**Requirements**
Take the line that contains "ground and record integer pixel coordinates." and each line after it in the material below, and transcribe them exactly, stopping at the end.
╭─ Provided data
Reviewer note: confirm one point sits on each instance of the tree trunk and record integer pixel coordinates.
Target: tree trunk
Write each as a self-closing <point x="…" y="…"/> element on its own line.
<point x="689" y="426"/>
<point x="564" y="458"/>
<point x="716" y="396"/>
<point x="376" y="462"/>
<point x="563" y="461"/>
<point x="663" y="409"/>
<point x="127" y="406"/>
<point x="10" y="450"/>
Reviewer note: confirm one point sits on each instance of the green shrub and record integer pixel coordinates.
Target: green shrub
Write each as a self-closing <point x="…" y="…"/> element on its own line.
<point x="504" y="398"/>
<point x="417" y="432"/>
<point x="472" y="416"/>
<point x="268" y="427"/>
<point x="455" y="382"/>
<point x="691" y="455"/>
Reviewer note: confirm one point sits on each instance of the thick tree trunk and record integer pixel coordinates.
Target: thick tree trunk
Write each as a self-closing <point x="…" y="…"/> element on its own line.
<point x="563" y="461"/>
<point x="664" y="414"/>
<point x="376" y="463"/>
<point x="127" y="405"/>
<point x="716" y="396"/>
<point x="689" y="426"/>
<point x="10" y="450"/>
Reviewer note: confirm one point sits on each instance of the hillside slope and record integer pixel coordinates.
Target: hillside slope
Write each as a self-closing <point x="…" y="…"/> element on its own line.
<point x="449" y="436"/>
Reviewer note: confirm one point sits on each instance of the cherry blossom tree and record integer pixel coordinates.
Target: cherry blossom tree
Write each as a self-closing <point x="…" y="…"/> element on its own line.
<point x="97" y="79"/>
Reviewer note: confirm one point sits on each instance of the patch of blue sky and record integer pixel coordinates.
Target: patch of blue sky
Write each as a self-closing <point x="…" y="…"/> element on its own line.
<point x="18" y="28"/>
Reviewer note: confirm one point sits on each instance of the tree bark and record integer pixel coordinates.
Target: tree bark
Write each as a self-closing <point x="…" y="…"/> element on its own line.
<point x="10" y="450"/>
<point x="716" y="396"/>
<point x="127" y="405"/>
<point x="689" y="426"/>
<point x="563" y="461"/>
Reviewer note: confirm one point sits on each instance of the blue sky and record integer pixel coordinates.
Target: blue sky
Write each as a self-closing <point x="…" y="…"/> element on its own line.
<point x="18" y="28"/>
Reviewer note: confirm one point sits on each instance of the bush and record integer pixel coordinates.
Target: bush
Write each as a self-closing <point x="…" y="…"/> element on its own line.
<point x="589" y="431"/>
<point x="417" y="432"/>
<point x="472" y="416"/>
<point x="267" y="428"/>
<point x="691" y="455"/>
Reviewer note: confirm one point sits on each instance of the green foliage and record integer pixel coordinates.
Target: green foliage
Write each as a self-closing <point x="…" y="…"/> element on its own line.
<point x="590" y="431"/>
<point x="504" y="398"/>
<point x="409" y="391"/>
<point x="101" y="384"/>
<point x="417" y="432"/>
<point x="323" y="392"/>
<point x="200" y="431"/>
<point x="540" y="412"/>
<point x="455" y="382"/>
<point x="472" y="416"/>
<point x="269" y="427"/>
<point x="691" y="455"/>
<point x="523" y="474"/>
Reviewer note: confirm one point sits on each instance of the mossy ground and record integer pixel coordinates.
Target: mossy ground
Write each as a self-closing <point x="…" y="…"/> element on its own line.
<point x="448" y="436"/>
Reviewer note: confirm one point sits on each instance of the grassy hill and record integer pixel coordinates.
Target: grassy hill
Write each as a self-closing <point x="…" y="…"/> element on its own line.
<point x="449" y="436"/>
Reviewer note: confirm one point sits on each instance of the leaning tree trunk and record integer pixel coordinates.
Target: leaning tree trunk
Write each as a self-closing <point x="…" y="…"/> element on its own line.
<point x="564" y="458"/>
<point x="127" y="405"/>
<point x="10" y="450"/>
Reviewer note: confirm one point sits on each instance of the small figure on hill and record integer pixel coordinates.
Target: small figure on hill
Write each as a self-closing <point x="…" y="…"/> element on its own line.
╰─
**Full output**
Reviewer note: confirm one point sits on each instance of the mossy ground and record integer pixel coordinates.
Target: mossy ground
Write each as a self-closing <point x="…" y="…"/> element on its own line.
<point x="448" y="436"/>
Reviewer note: confirm one point sits on each instance of the grassy hill and record integer pixel coordinates.
Target: grassy hill
Write each as a self-closing <point x="…" y="…"/> element on its own line.
<point x="449" y="436"/>
Reviewer note: confirm one point sits on each instance of the leaning tree trunk and record integer pixel coordinates.
Target: leaning tree trunk
Write each as a self-closing <point x="…" y="…"/> element on its own line.
<point x="564" y="458"/>
<point x="127" y="405"/>
<point x="10" y="450"/>
Reviewer note: confirm one point sits on each instance of the small figure on hill and record integer pixel coordinates.
Target: small figure on hill
Write each as a self-closing <point x="…" y="…"/> element on its own line.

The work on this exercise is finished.